§ WHAT YOU NEED TO DO
**A.** Translate into Spanish this sentence from the court opinion excerpt: "But if, as argued here, the legal effect of that transaction was so to devest Graff of title to the goods, and to vest Myerson with it, as that a conveyance of the goods thereafter to his creditors by Graff, would not pass them, I do not see how the claim of the plaintiffs is in any regard impaired thereby."
**B.** The court opinion excerpt says what the deed allows the trustees to do. List every power or authority it gives them.
**C.** Carry the court opinion about Graff's goods and the deed to his creditors forward from its last sentence.

§ EXCERPT TO READ
((

The purchase of the goods by Graff has been already examined and commented on, -and there is no evidence tending to show that he had divested himself of the property therein, so acquired, at any time previous to the date of the deed, unless he parted with them by force of the transaction of September 1851, between him and Myersou, disclosed in the. deposition of the latter, on his examination by the defendants. But if, as argued here, the legal effect of that transaction was so to devest Graff of title to the goods, and to vest Myerson with it, as that a conveyance of the goods thereafter to his creditors by Graff, would not pass them, I do not see how the claim of the plaintiffs is in any regard impaired thereby. For it is, I think, obvious that the same rule of law which, in *440the view of the case taken by the defendants, would give to the transaction the force of depriving G-raff of the right thereafter to assign or convey the goods, would at the same time give effect to the transfer and assignment of the note, which was given by Myerson on receiving the goods. Graff acquired, by the color-able sale or arrangement between him and Myerson, a title to the debt evidenced by the note, in all respects equal, in force and extent, to the title vested in Myerson to the goods. The deed, as we have seen, assigns, with specific mention, all of the grantor’s bonds, notes, &c.; and confers on the trustees not only the power to collect them by suit or otherwise, but also full authority to compromise and compound disputed or doubtful claims, and to take such sum of money for the same or receive any other thing in lieu or exchange therefor as they might deem for the interest of all concerned. And as by the arrangement by the trustees with Myerson-, the latter, on the terms of getting back his note, surrendered, or (to use his own language) disclaimed all right or claim to the goods, and delivered to the trustees the ware-house receipt which he had obtained for the same, the goods were, it seems to me, as fully covered by the deed as if there had never been any arrangement between Graff and Myerson respecting them, and they had been specifically mentioned in the first clause of the deed.

))

§ RECORDED INFORMATION
((

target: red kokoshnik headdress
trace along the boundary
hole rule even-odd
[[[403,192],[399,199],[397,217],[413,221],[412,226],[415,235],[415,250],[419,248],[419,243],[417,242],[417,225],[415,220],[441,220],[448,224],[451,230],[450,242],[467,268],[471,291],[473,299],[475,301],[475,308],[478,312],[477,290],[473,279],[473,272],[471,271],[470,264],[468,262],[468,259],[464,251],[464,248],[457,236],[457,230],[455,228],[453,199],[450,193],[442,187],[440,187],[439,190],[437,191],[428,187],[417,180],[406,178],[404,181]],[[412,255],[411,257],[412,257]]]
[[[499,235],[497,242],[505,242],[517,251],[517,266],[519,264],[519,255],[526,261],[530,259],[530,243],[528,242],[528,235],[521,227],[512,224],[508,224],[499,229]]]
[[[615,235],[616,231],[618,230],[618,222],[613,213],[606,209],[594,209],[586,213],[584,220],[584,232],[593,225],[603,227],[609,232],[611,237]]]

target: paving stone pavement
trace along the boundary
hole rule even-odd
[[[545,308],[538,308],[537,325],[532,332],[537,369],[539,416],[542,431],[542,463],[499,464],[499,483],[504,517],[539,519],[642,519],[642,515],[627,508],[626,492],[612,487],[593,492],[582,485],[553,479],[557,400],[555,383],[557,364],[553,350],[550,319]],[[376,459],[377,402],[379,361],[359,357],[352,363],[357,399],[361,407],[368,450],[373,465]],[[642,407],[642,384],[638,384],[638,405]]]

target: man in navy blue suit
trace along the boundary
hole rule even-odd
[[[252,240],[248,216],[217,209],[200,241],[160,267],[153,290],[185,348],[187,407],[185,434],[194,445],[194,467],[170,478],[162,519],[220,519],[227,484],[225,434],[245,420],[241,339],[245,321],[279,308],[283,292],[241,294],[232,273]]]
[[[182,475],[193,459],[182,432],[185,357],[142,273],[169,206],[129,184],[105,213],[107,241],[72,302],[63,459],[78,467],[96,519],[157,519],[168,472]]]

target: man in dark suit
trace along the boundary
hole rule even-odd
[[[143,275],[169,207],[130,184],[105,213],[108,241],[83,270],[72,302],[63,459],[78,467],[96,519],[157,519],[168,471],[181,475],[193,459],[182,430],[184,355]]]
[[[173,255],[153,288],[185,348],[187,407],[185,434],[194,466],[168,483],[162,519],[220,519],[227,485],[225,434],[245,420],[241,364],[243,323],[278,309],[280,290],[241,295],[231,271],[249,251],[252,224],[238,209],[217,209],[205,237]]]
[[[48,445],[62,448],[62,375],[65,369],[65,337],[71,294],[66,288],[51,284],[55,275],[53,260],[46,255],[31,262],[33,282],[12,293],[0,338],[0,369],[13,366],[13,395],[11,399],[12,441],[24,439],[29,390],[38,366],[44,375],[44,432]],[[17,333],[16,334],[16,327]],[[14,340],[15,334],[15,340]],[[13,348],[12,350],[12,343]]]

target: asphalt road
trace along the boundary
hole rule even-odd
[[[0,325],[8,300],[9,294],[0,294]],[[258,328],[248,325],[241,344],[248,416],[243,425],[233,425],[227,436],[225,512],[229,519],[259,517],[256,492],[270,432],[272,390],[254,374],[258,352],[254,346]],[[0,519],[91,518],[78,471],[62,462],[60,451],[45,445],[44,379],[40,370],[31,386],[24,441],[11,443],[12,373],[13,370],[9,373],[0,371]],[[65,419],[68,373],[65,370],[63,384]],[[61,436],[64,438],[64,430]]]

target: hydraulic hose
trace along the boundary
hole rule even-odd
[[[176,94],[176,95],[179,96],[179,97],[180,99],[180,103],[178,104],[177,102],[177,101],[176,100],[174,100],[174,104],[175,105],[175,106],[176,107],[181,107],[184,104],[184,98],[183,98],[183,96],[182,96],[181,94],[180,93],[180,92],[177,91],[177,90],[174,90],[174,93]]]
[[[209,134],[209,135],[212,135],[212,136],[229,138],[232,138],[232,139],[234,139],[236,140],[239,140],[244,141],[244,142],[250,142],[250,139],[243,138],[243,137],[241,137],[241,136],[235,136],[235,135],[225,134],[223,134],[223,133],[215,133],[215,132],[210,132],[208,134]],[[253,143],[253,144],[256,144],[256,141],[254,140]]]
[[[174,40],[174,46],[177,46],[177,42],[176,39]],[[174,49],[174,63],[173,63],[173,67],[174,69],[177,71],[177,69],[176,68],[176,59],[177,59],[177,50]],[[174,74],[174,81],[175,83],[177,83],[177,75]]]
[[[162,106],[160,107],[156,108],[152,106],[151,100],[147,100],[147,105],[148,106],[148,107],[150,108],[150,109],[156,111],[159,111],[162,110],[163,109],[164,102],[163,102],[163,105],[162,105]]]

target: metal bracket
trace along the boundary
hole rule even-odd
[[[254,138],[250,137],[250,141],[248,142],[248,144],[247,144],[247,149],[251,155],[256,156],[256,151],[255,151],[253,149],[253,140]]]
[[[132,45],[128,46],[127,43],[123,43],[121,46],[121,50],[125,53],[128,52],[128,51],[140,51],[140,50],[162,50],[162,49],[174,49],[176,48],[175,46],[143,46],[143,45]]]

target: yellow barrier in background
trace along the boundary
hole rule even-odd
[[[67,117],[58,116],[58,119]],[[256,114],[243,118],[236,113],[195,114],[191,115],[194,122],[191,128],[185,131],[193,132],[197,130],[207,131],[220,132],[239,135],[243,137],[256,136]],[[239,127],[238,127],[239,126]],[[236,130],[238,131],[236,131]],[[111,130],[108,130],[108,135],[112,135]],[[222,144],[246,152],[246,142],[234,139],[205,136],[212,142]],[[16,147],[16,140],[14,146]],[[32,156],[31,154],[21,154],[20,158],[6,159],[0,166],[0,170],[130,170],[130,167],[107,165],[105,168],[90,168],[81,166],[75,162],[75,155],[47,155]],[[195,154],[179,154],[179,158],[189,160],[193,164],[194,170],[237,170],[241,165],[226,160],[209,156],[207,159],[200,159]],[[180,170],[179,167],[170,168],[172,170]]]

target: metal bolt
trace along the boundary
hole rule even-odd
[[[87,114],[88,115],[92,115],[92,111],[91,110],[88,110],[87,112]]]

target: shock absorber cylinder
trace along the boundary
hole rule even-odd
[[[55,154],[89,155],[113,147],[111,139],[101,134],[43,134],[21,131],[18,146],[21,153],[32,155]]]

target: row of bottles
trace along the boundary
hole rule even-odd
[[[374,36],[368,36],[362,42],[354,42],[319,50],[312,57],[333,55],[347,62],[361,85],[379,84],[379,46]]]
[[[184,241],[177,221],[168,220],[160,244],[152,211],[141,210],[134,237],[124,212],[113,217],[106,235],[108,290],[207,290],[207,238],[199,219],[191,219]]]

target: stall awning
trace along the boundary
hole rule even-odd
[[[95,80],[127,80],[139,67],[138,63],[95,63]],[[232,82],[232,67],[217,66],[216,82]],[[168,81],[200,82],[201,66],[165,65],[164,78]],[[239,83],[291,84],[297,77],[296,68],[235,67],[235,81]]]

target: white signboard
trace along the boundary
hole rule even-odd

))

§ EXPECTED ANSWERS
**A.** Pero si, como aquí se sostiene, el efecto jurídico de esa transacción fue despojar a Graff del título sobre las mercancías e investir de él a Myerson, de tal modo que un traspaso posterior de las mercancías por parte de Graff a sus acreedores no las transmitiría, no veo cómo la pretensión de los demandantes queda en modo alguno menoscabada por ello.

**B.**
- To collect the grantor's bonds, notes, etc., by suit or otherwise
- To compromise and compound disputed or doubtful claims
- To take whatever sum of money for those claims they might deem in the interest of all concerned
- To receive any other thing in lieu of or in exchange for those claims

**C.**
No question under the recording acts, or as to notice whether actual or constructive, by the defendants of the rights of the plaintiffs, arise in the case, inasmuch as it is shown that the plaintiffs had obtained the actual possession of a part of the goods, and the virtual possession of the whole, before the occurrence of any active interference with their rights by the defendants ; it being proved by Doyle, on his examination by the defendants, that Wickham had delivered up to him the ware-house receipt, (which embraced *441also twenty other boxes of goods,) had commenced hauling the goods to the river to be transported to Wheeling; and had carried about half of them to the wharf when he was arrested in his proceedings, and the goods were ordered back to the ware-house by the sheriff.

The plaintiffs having thus shown a complete and perfected title to the goods, it remains to be considered whether the deed under which they claim is void because of the provisions in it objected to by the defendants.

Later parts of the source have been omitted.